+++ Records for processing +++

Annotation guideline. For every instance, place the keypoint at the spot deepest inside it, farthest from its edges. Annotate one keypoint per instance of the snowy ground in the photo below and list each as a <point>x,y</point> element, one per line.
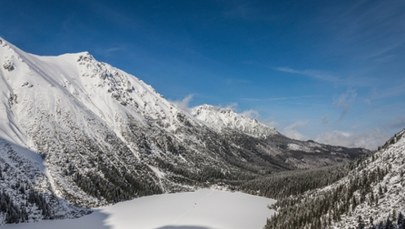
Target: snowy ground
<point>203,209</point>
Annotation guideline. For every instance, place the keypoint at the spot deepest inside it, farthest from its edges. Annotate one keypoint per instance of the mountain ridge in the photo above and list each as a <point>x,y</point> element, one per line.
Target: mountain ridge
<point>105,136</point>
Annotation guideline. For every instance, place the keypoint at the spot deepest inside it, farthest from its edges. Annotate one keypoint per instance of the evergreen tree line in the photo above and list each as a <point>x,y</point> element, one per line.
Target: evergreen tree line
<point>321,209</point>
<point>284,184</point>
<point>12,212</point>
<point>392,222</point>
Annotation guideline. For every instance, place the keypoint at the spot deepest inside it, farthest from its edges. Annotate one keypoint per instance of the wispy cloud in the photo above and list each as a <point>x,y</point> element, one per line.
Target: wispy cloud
<point>184,103</point>
<point>314,74</point>
<point>294,130</point>
<point>345,101</point>
<point>370,139</point>
<point>281,98</point>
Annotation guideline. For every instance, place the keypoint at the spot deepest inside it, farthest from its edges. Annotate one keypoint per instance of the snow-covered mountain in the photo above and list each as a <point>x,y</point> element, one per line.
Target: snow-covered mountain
<point>78,132</point>
<point>372,192</point>
<point>223,119</point>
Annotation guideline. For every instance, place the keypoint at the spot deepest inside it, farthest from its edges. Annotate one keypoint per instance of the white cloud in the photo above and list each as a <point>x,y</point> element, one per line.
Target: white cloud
<point>184,103</point>
<point>315,74</point>
<point>293,130</point>
<point>345,101</point>
<point>370,140</point>
<point>253,114</point>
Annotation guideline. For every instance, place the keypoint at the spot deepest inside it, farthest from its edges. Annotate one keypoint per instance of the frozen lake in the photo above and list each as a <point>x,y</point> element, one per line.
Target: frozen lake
<point>202,209</point>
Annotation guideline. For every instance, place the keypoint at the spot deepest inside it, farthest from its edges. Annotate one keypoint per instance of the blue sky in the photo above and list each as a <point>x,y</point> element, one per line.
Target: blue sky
<point>332,71</point>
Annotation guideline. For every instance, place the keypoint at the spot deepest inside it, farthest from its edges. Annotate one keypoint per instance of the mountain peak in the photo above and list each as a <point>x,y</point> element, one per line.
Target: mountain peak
<point>220,119</point>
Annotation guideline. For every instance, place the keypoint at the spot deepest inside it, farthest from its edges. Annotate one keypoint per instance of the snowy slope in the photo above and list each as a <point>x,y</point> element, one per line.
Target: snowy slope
<point>203,209</point>
<point>221,119</point>
<point>389,191</point>
<point>105,136</point>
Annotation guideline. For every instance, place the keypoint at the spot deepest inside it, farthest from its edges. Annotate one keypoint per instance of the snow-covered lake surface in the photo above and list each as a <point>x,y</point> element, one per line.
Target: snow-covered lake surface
<point>202,209</point>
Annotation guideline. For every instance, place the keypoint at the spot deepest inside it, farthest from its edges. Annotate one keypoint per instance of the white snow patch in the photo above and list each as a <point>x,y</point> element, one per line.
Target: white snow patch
<point>203,209</point>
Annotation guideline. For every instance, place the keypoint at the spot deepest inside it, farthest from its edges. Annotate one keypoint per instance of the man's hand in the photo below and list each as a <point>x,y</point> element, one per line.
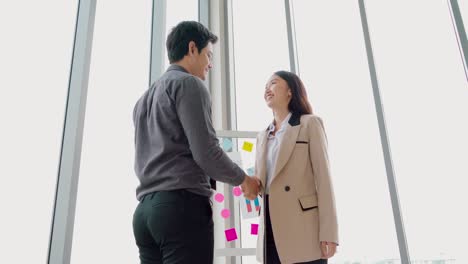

+++

### Task to complete
Return every line of the records that contains the string "surface", matching case exactly.

### Response to the task
Annotation guideline. For every instance, place the keypoint at the spot deepest inside it, farthest from its edges. Annotate one keypoint per instance of the snow-covered lake surface in the photo above and list each as a <point>x,y</point> element, one per line.
Target: snow-covered lake surface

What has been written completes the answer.